GOAL » Copy out every entry below, substituting "a single dot" for each occurrence of "one marker" and leaving all other wording unchanged.

DATA EXTRACT »
## Start

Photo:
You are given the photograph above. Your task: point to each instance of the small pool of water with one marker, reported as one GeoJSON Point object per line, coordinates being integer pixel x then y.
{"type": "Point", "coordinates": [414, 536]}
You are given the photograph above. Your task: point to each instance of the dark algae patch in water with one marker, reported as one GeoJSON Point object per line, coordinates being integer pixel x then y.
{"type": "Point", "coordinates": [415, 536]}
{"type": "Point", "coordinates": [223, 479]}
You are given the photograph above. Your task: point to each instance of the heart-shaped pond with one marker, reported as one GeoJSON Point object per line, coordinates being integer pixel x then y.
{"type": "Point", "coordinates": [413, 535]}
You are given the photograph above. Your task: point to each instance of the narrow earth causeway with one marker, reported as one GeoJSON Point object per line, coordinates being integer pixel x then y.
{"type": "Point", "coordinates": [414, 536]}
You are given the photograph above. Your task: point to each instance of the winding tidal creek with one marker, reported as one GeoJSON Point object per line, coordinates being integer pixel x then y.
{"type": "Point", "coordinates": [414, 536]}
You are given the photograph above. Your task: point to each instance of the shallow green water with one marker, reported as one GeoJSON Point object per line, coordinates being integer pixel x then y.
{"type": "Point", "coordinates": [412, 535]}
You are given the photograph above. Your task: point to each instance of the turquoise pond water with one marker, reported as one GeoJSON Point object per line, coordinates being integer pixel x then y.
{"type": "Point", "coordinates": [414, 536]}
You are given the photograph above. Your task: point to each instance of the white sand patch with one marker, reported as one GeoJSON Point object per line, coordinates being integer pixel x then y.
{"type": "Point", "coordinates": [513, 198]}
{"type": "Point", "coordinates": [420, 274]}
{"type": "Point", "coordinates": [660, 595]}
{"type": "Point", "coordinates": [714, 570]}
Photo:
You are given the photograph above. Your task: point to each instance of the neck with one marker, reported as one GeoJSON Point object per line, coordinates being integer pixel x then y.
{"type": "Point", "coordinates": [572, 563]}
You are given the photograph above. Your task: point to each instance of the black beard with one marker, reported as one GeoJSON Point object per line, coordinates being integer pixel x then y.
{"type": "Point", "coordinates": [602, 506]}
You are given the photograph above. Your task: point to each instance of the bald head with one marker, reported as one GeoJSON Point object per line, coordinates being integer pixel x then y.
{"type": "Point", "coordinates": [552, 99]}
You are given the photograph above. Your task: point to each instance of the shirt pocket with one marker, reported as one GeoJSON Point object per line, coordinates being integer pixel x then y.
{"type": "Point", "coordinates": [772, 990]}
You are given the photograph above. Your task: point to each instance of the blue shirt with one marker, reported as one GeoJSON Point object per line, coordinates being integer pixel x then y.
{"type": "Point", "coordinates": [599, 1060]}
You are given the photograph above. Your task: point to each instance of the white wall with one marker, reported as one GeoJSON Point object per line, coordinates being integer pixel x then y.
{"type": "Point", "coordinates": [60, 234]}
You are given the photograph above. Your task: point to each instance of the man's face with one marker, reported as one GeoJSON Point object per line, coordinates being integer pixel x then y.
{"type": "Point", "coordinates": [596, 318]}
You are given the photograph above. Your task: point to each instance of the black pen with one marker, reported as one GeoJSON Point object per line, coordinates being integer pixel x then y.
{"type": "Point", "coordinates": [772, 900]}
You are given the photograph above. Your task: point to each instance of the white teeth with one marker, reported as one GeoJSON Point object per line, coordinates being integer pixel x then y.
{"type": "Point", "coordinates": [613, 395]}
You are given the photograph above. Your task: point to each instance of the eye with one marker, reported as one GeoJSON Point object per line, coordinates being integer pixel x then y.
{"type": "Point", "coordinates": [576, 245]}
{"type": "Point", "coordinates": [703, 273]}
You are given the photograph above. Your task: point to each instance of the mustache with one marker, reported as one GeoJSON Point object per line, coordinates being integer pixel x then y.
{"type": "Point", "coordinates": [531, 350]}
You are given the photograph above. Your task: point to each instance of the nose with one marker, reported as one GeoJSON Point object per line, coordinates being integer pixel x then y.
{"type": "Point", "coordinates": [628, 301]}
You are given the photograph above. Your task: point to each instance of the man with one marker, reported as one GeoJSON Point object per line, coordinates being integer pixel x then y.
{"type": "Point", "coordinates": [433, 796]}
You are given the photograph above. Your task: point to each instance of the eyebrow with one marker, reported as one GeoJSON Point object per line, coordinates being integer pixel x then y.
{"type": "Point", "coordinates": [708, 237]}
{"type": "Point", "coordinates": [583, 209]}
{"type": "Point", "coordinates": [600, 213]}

## End

TASK OUTPUT »
Photo:
You are given the photograph above. Your task: point to each instance of the small pool of water with a single dot, reported as one GeoJSON Point object per line, coordinates being integer pixel x then y.
{"type": "Point", "coordinates": [414, 536]}
You are given the photograph above. Your task: point to each instance of the dark algae patch in water with a single dot, reported as one GeoJSON Point object per line, coordinates being integer pixel x then y.
{"type": "Point", "coordinates": [415, 536]}
{"type": "Point", "coordinates": [223, 479]}
You are given the photograph above. Your task: point to each instance of the heart-shaped pond with a single dot, reported as one GeoJSON Point object per line, coordinates being integer pixel x then y.
{"type": "Point", "coordinates": [413, 535]}
You are given the photograph above. Your task: point to each instance of the narrow earth causeway with a single dot, reported as one GeoJSON Point object per line, coordinates being integer pixel x then y.
{"type": "Point", "coordinates": [414, 536]}
You are given the photograph above. Your task: point to each instance of the winding tidal creek with a single dot, reported as one GeoJSON Point object per line, coordinates being integer pixel x then y.
{"type": "Point", "coordinates": [414, 536]}
You are given the photograph above. Your task: point to each instance of the shallow green water with a single dot, reported as one GeoJSON Point object per line, coordinates being integer pixel x then y.
{"type": "Point", "coordinates": [412, 535]}
You are given the photograph above. Your task: point to each instance of the turquoise pond water with a single dot, reported as one GeoJSON Point object per line, coordinates being integer pixel x then y.
{"type": "Point", "coordinates": [414, 536]}
You are given the photograph above. Your task: point to each instance of the white sand patch with a single dot, reported as one GeoJSON Point object per line, coordinates being integer pixel x then y.
{"type": "Point", "coordinates": [513, 198]}
{"type": "Point", "coordinates": [420, 274]}
{"type": "Point", "coordinates": [660, 595]}
{"type": "Point", "coordinates": [714, 570]}
Photo:
You are given the photograph above. Your task: point to each instance of the neck with a single dot, reported as one GeoJSON Point object per line, coordinates being integer pixel x then y.
{"type": "Point", "coordinates": [572, 563]}
You are given the photograph above. Your task: point to each instance of the black beard with a single dot, reported as one GeoJSON Point object per line, coordinates being integer pixel x then y.
{"type": "Point", "coordinates": [602, 506]}
You are given the photograph above. Your task: point to each instance of the bald head with a single dot, reported as one GeoJSON Point object per line, coordinates being integer pixel x then y.
{"type": "Point", "coordinates": [552, 99]}
You are given the photograph above. Your task: point to each instance of the shirt pocket with a single dot, reported as one GeoJSON Point object per line, coordinates being integer pixel x then y.
{"type": "Point", "coordinates": [772, 990]}
You are given the photograph above. Your task: point to each instance of the blue shirt with a single dot, reported as one GeoJSON Point object per line, coordinates being integer pixel x then y.
{"type": "Point", "coordinates": [599, 1060]}
You are given the photograph above. Your task: point to each instance of the white wall with a single dot, reported as one GeoJSON Point object per line, coordinates being integer pixel x then y.
{"type": "Point", "coordinates": [60, 234]}
You are given the photograph above. Your task: point to each instance of the man's face with a single dot, reported as one GeoJSON Point object per line, coordinates being integer pixel x then y.
{"type": "Point", "coordinates": [596, 318]}
You are given the photograph above. Your task: point to each instance of the black pen with a single dot, reported as one GeoJSON Point object per line, coordinates being integer pixel x then y.
{"type": "Point", "coordinates": [772, 900]}
You are given the photograph above. Your task: point to each instance of the white teeth with a single dot, reported as one GeoJSON Point object per line, coordinates being integer pixel x then y.
{"type": "Point", "coordinates": [613, 395]}
You are given the photograph above. Your task: point to each instance of the eye with a single dot, reported as one GeoJSON Point object per line, coordinates being integer pixel x then y.
{"type": "Point", "coordinates": [576, 245]}
{"type": "Point", "coordinates": [703, 273]}
You are given the photograph above. Your task: point to each instance of the mustache with a single dot, reported as one GeoJSON Point object per line, coordinates being integer pixel x then y.
{"type": "Point", "coordinates": [531, 350]}
You are given the photograph above. Your task: point to each instance of the nose with a single dot, reported as one GeoJSON Point object per line, coordinates being integer pixel x then y.
{"type": "Point", "coordinates": [628, 301]}
You are given the photograph above. Your task: point to each instance of the man with a single dot, reported as one GeoJSON Point object per line, coordinates being integer pixel x then y.
{"type": "Point", "coordinates": [433, 796]}
You are given the photograph above. Your task: point to each instance of the eyebrow with a single dot, reported as one GeoJSON Point object per line, coordinates being integer pixel x then y.
{"type": "Point", "coordinates": [708, 237]}
{"type": "Point", "coordinates": [583, 209]}
{"type": "Point", "coordinates": [600, 213]}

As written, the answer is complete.